**Data supplied**.
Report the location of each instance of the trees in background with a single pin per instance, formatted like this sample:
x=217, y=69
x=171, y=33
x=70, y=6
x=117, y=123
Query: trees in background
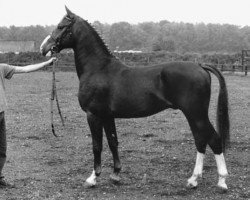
x=151, y=36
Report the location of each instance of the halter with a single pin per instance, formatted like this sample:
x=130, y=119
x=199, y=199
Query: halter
x=67, y=30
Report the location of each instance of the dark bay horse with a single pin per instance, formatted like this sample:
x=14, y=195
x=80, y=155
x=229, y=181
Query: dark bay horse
x=109, y=89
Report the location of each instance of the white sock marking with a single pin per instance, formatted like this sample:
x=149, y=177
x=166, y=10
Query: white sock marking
x=222, y=170
x=192, y=181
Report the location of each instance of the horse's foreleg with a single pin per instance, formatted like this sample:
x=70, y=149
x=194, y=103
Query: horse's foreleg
x=110, y=130
x=96, y=128
x=192, y=181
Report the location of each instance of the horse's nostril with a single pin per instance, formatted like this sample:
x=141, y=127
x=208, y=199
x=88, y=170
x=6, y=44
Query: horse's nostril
x=54, y=49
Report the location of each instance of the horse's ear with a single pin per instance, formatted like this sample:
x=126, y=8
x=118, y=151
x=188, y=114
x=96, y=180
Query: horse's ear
x=69, y=13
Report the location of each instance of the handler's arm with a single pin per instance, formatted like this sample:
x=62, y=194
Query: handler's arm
x=34, y=67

**Problem to work on**. Substitute "single marker" for every occurrence of "single pin" in all of the records above, and write the records out again with nothing else changed. Leave the pictures out.

**Answer to this task**.
Report the location of each instance of the trees in background with a single marker per instance, formatted like this sample:
x=217, y=69
x=171, y=33
x=70, y=6
x=117, y=123
Query: trees in background
x=151, y=36
Report the location of each instance of the halter with a single marker per instance, formatted like this sample:
x=130, y=119
x=199, y=199
Query: halter
x=67, y=30
Report the location of each instance of the dark bay horse with a single marker per instance, formatted like this sample:
x=14, y=195
x=80, y=155
x=229, y=181
Query: dark bay horse
x=109, y=89
Report the location of each instance of the white sock marking with a single marker per instance, formatted like this sample:
x=149, y=177
x=166, y=10
Query: white sock marking
x=222, y=170
x=192, y=181
Report the location of each instance of the horse's foreleg with a single marker per instance, formatted like this sample:
x=70, y=149
x=194, y=103
Query: horse's foreleg
x=110, y=130
x=96, y=128
x=192, y=181
Report the location of each instance of the horse's nostril with a single marker per instance, formatted like this sample:
x=141, y=127
x=208, y=199
x=88, y=170
x=6, y=44
Query: horse's nostril
x=54, y=49
Report the location of each instance of the horse's ear with a single marker per instance, formatted like this sample:
x=126, y=8
x=118, y=151
x=188, y=114
x=96, y=180
Query: horse's ear
x=69, y=13
Report the location of each instance of the handler's arm with a single marker per instance, formatted like this sample:
x=62, y=194
Query: handler's arm
x=34, y=67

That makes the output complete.